Image point annotation entries:
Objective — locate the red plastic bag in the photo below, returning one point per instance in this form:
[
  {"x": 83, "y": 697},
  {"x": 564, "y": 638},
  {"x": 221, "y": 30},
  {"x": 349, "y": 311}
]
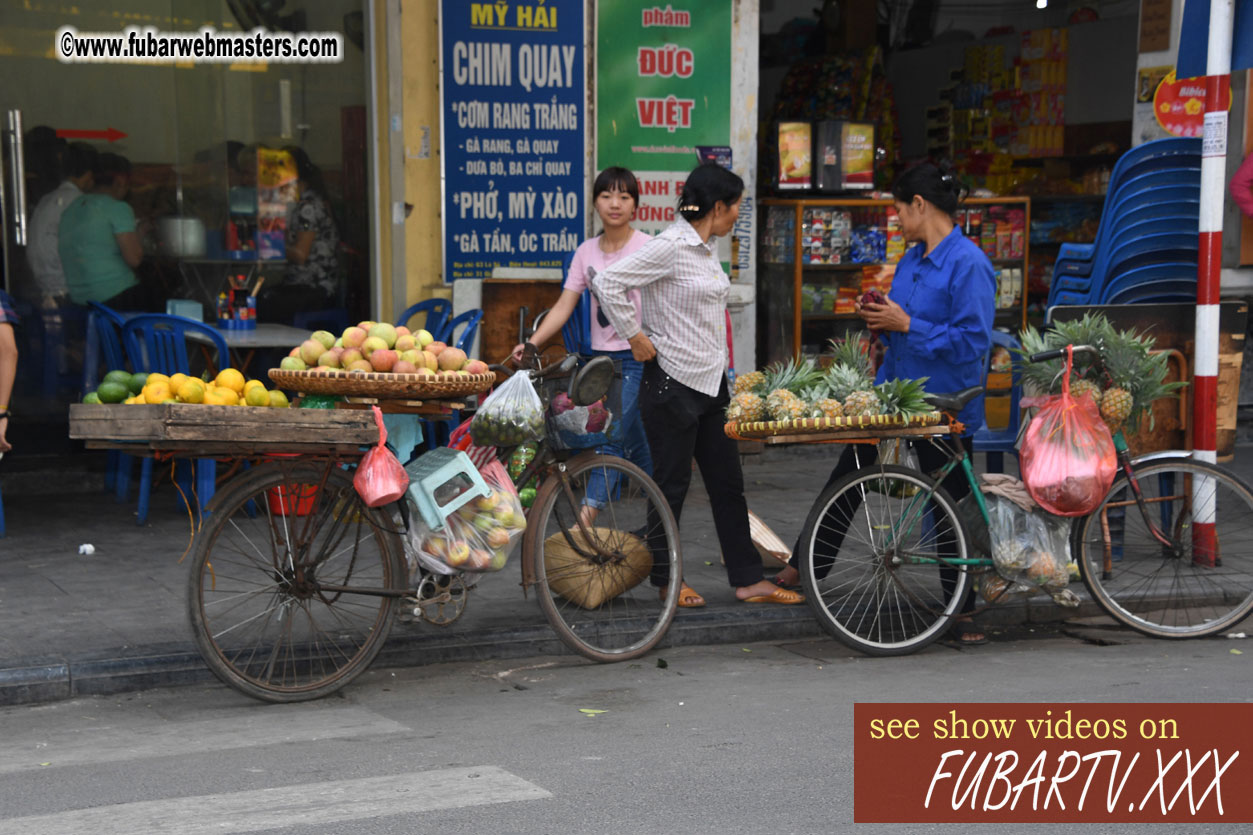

DIRECTIVE: Return each line of the listing that contains the word "this", copying every such line unchanged.

WRITTEN RESPONSE:
Objective — locate the red plastic bag in the photo below, returning one point per instance in this form:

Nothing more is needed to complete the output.